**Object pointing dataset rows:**
+ + + +

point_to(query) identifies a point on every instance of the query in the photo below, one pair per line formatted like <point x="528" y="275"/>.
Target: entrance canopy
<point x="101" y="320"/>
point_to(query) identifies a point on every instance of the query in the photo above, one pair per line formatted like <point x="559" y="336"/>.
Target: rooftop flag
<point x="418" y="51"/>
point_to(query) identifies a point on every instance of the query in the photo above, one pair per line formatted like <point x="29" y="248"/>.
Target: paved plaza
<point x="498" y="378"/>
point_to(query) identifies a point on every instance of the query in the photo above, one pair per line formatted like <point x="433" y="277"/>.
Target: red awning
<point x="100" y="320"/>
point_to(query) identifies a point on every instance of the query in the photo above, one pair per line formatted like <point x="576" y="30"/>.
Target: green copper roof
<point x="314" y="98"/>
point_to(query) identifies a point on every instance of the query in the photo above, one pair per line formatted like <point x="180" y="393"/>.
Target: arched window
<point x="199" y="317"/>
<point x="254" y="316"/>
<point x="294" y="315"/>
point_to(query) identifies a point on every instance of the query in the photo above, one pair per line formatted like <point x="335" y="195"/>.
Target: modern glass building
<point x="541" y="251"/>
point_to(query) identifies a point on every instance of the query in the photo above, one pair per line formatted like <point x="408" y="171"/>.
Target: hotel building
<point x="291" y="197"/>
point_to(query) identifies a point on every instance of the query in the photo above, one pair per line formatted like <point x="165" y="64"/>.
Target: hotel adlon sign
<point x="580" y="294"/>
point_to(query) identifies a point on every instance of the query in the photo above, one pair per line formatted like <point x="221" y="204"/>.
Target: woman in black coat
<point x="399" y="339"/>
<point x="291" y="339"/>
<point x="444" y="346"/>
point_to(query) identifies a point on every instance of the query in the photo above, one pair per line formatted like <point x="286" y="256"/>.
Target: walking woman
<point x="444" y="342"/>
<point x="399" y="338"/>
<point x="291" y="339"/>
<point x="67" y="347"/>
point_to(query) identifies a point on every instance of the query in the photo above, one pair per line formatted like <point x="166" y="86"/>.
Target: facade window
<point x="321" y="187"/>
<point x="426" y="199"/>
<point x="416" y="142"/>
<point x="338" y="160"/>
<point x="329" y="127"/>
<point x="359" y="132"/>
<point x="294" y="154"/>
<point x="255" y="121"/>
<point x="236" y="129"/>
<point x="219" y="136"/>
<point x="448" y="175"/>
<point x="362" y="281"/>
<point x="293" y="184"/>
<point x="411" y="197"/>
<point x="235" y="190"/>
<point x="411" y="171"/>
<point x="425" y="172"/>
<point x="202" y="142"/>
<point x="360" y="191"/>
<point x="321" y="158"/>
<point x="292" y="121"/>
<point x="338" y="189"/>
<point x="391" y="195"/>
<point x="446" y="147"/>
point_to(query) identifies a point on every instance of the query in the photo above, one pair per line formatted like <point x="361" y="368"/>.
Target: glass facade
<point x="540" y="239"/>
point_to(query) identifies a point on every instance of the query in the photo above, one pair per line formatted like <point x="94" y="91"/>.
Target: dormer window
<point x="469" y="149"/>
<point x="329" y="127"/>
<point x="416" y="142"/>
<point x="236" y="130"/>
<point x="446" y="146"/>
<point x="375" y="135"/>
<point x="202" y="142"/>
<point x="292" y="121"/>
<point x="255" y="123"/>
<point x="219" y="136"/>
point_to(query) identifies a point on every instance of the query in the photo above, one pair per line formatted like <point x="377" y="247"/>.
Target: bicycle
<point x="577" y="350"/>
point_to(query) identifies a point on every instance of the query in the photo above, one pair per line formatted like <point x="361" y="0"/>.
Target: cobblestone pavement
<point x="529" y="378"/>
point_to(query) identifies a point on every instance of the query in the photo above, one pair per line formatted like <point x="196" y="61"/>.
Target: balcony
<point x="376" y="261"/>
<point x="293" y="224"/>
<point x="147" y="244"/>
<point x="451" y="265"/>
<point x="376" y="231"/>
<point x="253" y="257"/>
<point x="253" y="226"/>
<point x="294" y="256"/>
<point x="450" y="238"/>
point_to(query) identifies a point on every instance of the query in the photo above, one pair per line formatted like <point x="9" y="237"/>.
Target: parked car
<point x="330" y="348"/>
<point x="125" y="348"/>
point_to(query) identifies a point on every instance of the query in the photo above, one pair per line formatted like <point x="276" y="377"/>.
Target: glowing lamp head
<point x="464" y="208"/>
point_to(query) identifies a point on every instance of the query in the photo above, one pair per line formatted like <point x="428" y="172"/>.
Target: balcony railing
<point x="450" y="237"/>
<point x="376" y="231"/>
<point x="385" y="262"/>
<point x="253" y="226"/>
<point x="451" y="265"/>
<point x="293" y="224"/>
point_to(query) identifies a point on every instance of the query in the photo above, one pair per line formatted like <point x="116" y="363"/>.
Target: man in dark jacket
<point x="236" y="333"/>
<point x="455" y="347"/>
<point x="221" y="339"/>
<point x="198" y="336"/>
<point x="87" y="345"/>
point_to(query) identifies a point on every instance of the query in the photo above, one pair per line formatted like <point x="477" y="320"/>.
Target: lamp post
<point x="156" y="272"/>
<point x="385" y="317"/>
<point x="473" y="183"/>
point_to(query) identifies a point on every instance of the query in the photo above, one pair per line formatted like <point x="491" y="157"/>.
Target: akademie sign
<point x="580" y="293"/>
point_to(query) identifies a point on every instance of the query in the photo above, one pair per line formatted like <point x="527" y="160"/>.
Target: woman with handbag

+ + + +

**WORK INSTRUCTIONS:** Write the data back out verbatim.

**RESULT BELOW:**
point_to(query) identifies a point on every instance of the query in the photo below, one pair per line formatted like <point x="528" y="275"/>.
Target: entrance canopy
<point x="101" y="320"/>
point_to(query) identifies a point on every instance of the query in the photo above, one pair per line formatted like <point x="559" y="336"/>.
Target: rooftop flag
<point x="418" y="51"/>
point_to(query) identifies a point on every instance of the query in the photo above, one pair per line formatted like <point x="29" y="248"/>.
Target: paved plaza
<point x="498" y="378"/>
point_to(query) identifies a point on every instance of the query in the photo above, one pair per line formatted like <point x="433" y="277"/>.
Target: red awning
<point x="100" y="320"/>
point_to(query) identifies a point on every instance of the query in the photo above, one pair per line formatted like <point x="576" y="30"/>.
Target: green copper roof
<point x="314" y="98"/>
point_to(query) identifies a point on every instance of the query in the photo above, one pair per line formatted like <point x="180" y="393"/>.
Target: arched window
<point x="199" y="317"/>
<point x="254" y="316"/>
<point x="294" y="315"/>
point_to(query) identifies a point on every instance of the query in the photo above, one pair per line formatted like <point x="335" y="195"/>.
Target: modern glass building
<point x="541" y="251"/>
point_to(query) identifies a point on every instance of the query in the photo above, one pair per line formatted like <point x="408" y="171"/>.
Target: hotel building
<point x="291" y="197"/>
point_to(query) identifies a point on every instance of the query in the photo above, one pair per line formatted like <point x="165" y="64"/>.
Target: hotel adlon sign
<point x="580" y="294"/>
point_to(query) identifies a point on every instance of the query in the photo above, one pair per line formatted like <point x="221" y="204"/>.
Target: woman in black coat
<point x="399" y="339"/>
<point x="291" y="339"/>
<point x="444" y="346"/>
point_to(query) identifies a point on every instance of the query in the photo above, one pair per line formatted like <point x="286" y="256"/>.
Target: walking woman
<point x="444" y="342"/>
<point x="399" y="338"/>
<point x="291" y="339"/>
<point x="67" y="347"/>
point_to(query) identifies a point on every instance of the query in the photo above, one pair per line formatted like <point x="166" y="86"/>.
Target: facade window
<point x="321" y="187"/>
<point x="426" y="199"/>
<point x="416" y="142"/>
<point x="338" y="160"/>
<point x="329" y="127"/>
<point x="359" y="132"/>
<point x="294" y="154"/>
<point x="255" y="121"/>
<point x="236" y="129"/>
<point x="219" y="136"/>
<point x="448" y="175"/>
<point x="362" y="281"/>
<point x="293" y="184"/>
<point x="411" y="197"/>
<point x="235" y="190"/>
<point x="411" y="171"/>
<point x="425" y="172"/>
<point x="202" y="142"/>
<point x="360" y="191"/>
<point x="321" y="158"/>
<point x="292" y="121"/>
<point x="338" y="189"/>
<point x="391" y="195"/>
<point x="446" y="147"/>
point_to(query) identifies a point on every instance of the query in the photo above, one pair per line formatted like <point x="361" y="368"/>.
Target: glass facade
<point x="540" y="239"/>
point_to(query) identifies a point on every instance of the query in the photo above, one pair per line formatted like <point x="94" y="91"/>.
Target: dormer window
<point x="469" y="149"/>
<point x="329" y="127"/>
<point x="416" y="142"/>
<point x="236" y="130"/>
<point x="446" y="146"/>
<point x="375" y="135"/>
<point x="202" y="142"/>
<point x="292" y="121"/>
<point x="255" y="123"/>
<point x="219" y="136"/>
point_to(query) identifies a point on every instance of the query in the photo above, one pair per line formatted like <point x="377" y="247"/>.
Target: bicycle
<point x="577" y="350"/>
point_to(query) identifies a point on every instance of the query in the photo above, one pair per line formatted like <point x="361" y="0"/>.
Target: cobblestone pavement
<point x="529" y="378"/>
point_to(query) identifies a point on every instance of the query in the photo above, one pair per line formatted like <point x="196" y="61"/>.
Target: balcony
<point x="376" y="261"/>
<point x="293" y="224"/>
<point x="147" y="244"/>
<point x="451" y="265"/>
<point x="376" y="231"/>
<point x="253" y="257"/>
<point x="253" y="226"/>
<point x="294" y="256"/>
<point x="450" y="238"/>
point_to(query) identifies a point on every instance of the query in the photo above, one pair per line formatted like <point x="9" y="237"/>.
Target: parked car
<point x="330" y="348"/>
<point x="125" y="348"/>
point_to(query) identifies a point on every instance of the query in the photo above, one pair per line formatted like <point x="276" y="377"/>.
Target: glowing lamp head
<point x="464" y="208"/>
point_to(query) identifies a point on every instance of the query in the photo above, one pair per line formatted like <point x="428" y="172"/>.
Target: balcony railing
<point x="450" y="237"/>
<point x="376" y="231"/>
<point x="385" y="262"/>
<point x="253" y="226"/>
<point x="451" y="265"/>
<point x="293" y="224"/>
point_to(query) identifies a point on every instance of the query in the photo above, one pair per line formatted like <point x="116" y="363"/>.
Target: man in dark jacket
<point x="236" y="333"/>
<point x="455" y="347"/>
<point x="221" y="339"/>
<point x="198" y="336"/>
<point x="87" y="345"/>
point_to(query) identifies a point on every instance of the query in the photo above, one pair per line formatted like <point x="477" y="320"/>.
Target: lamp post
<point x="156" y="272"/>
<point x="385" y="317"/>
<point x="473" y="183"/>
point_to(query) identifies a point on every instance of the query in the photo above, one pair per line formatted like <point x="491" y="157"/>.
Target: akademie sign
<point x="580" y="293"/>
point_to(query) identifies a point on every instance of the query in the photo above, one pair per line formatted like <point x="527" y="160"/>.
Target: woman with handbag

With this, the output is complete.